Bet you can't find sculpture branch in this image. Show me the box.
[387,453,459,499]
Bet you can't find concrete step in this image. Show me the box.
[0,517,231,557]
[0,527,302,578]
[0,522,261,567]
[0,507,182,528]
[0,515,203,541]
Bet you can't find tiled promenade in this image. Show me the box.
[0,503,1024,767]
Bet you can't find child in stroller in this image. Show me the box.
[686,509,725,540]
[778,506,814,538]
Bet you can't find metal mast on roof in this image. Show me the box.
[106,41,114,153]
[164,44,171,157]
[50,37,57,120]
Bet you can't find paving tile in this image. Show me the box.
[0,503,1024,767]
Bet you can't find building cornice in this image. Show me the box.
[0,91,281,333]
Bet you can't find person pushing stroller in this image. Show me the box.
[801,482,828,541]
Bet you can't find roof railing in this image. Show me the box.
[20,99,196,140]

### [Goal of the exercise]
Rewrite the rows starting with the one containing "Bet you can't find tiled" and going on through the one containing "[778,506,814,538]", replacing "promenade" with "walkway" and keeping everything else the same.

### [Exercise response]
Bet you can't find tiled walkway in this image. Show me the box.
[0,503,1024,767]
Bet you can't find child in stroller in this image. Show me the box.
[686,509,725,540]
[778,506,814,538]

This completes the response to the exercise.